- **Material for the task**
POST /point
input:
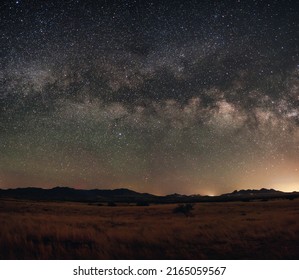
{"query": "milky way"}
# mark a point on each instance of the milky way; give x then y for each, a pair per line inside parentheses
(157, 96)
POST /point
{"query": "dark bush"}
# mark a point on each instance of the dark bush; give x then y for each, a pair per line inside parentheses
(111, 203)
(185, 209)
(142, 203)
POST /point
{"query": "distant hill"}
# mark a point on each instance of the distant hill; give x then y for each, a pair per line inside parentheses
(130, 196)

- **Job**
Reproduce the data above line for line with no changes, omitting the pictures.

- **Result for this exercise**
POST /point
input:
{"query": "milky way"}
# mark a point on each instance of the milky way; give x then y for each, a pair per line inside parentheses
(157, 96)
POST /point
{"query": "dark bush"}
# mark a point on each instance of the dark bush; give x then y for each, a pair per line inside parentheses
(111, 203)
(185, 209)
(142, 203)
POST /point
{"query": "distant hill"}
# mark a point on each instance of the distant hill; give x then y for each, a pair per line inside parentheses
(130, 196)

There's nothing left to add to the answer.